┏━━

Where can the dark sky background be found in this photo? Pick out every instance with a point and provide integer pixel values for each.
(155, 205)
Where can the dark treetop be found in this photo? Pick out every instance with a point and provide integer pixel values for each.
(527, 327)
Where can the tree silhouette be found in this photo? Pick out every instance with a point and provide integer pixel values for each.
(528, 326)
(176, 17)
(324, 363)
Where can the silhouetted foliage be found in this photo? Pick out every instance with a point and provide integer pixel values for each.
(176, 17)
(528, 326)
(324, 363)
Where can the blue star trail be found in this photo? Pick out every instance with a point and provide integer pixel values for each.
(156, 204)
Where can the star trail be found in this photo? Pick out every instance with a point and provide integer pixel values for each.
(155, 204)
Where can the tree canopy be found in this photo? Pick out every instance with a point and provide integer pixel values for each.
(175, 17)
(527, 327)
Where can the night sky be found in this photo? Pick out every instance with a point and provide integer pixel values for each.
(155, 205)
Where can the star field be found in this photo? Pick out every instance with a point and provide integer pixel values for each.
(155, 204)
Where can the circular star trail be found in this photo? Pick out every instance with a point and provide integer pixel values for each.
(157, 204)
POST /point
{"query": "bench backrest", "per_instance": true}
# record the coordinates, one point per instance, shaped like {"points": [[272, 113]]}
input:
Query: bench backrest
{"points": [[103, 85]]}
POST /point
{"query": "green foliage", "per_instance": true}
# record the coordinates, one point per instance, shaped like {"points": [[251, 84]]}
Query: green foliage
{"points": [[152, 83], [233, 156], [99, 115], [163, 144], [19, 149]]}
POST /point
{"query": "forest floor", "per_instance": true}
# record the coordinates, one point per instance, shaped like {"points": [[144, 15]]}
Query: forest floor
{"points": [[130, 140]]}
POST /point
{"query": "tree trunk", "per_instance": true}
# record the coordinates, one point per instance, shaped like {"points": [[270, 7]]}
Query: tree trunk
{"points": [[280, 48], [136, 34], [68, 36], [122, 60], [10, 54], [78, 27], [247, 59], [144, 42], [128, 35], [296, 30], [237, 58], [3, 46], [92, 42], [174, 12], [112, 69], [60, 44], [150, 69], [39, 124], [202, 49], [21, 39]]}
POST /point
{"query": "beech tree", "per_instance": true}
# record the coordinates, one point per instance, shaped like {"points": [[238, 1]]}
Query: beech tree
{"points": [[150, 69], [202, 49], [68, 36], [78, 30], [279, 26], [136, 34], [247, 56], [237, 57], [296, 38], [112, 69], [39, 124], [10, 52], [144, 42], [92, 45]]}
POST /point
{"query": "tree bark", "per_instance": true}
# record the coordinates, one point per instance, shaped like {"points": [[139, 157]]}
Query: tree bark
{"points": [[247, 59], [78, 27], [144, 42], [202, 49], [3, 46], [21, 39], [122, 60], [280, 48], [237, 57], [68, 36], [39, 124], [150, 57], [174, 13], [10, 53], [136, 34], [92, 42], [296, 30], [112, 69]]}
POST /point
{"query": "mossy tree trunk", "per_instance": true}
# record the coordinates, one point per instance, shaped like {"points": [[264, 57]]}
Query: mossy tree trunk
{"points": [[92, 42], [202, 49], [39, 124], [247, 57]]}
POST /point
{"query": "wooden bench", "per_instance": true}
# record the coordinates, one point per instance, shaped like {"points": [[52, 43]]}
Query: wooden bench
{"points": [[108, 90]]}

┗━━

WORK ORDER – Repeat each line above exactly as it stands.

ANSWER BOX –
Where can the dark sky background be found in this photo? Pick out every instance with a point and provide integer pixel values for each.
(155, 205)
Where can the dark treetop be found in this photo? Pick out every instance with a point and provide integer pixel values for each.
(527, 327)
Where can the tree silhouette be found in this photo? Pick out every instance with a point and provide integer pixel values for each.
(528, 326)
(176, 17)
(324, 363)
Where can the silhouetted foliage be found in this photo? Pick out every instance with a point and provide integer pixel values for each.
(176, 17)
(528, 326)
(324, 363)
Where can the blue star trail be found in this photo? Pick out every instance with a point and provide integer pixel values for each.
(156, 204)
Where can the star trail be found in this photo? Pick out every instance with a point and provide integer pixel values for each.
(155, 204)
Where can the tree canopy be found in this photo? Pick out every instance with a point and provide integer pixel values for each.
(175, 17)
(527, 327)
Where can the night sky be found in this photo? Pick out every instance with a point and provide integer pixel values for each.
(155, 205)
Where can the star field be found in this photo? Pick out every instance with a point and provide integer pixel values for each.
(155, 204)
Where can the circular star trail be found in this photo? Pick out every instance with a point and provide integer pixel values for each.
(157, 204)
POST /point
{"query": "bench backrest", "per_instance": true}
# record the coordinates, one point per instance, shaped like {"points": [[272, 113]]}
input:
Query: bench backrest
{"points": [[103, 85]]}
POST /point
{"query": "green foliage", "per_instance": true}
# record the coordinates, one point per instance, shaped like {"points": [[251, 84]]}
Query: green foliage
{"points": [[152, 83], [233, 156], [99, 115], [163, 144], [19, 149]]}
POST /point
{"query": "forest floor", "per_instance": true}
# record the coordinates, one point per instance, shaped like {"points": [[144, 15]]}
Query: forest floor
{"points": [[130, 140]]}
POST /point
{"query": "tree trunk", "per_instance": true}
# record the coordinates, one point per instance, shaped like {"points": [[270, 7]]}
Query: tree trunk
{"points": [[280, 48], [136, 34], [68, 36], [122, 60], [10, 54], [78, 27], [247, 59], [144, 42], [128, 35], [296, 30], [237, 58], [3, 46], [92, 42], [174, 12], [112, 69], [60, 44], [150, 69], [39, 124], [202, 49], [21, 39]]}
POST /point
{"query": "beech tree", "per_instance": true}
# record the coordinates, one point per instance, shaped like {"points": [[238, 1]]}
Query: beech tree
{"points": [[150, 69], [202, 49], [68, 36], [78, 30], [279, 26], [136, 34], [247, 56], [237, 57], [296, 38], [112, 69], [39, 124], [10, 52], [144, 42], [92, 45]]}
POST /point
{"query": "tree bark", "per_instance": true}
# record the coordinates, one point per instance, shaped like {"points": [[139, 157]]}
Query: tree bark
{"points": [[247, 59], [78, 27], [144, 42], [202, 49], [3, 46], [21, 39], [122, 60], [280, 48], [237, 57], [68, 36], [39, 124], [150, 57], [174, 13], [10, 53], [136, 34], [92, 42], [296, 30], [112, 69]]}
POST /point
{"query": "mossy tree trunk", "per_instance": true}
# record the coordinates, one point per instance, shaped like {"points": [[264, 57]]}
Query: mossy tree trunk
{"points": [[92, 42], [202, 49], [39, 124], [247, 57]]}
POST /point
{"query": "wooden bench", "per_instance": true}
# record the coordinates, one point per instance, shaped like {"points": [[52, 43]]}
Query: wooden bench
{"points": [[108, 90]]}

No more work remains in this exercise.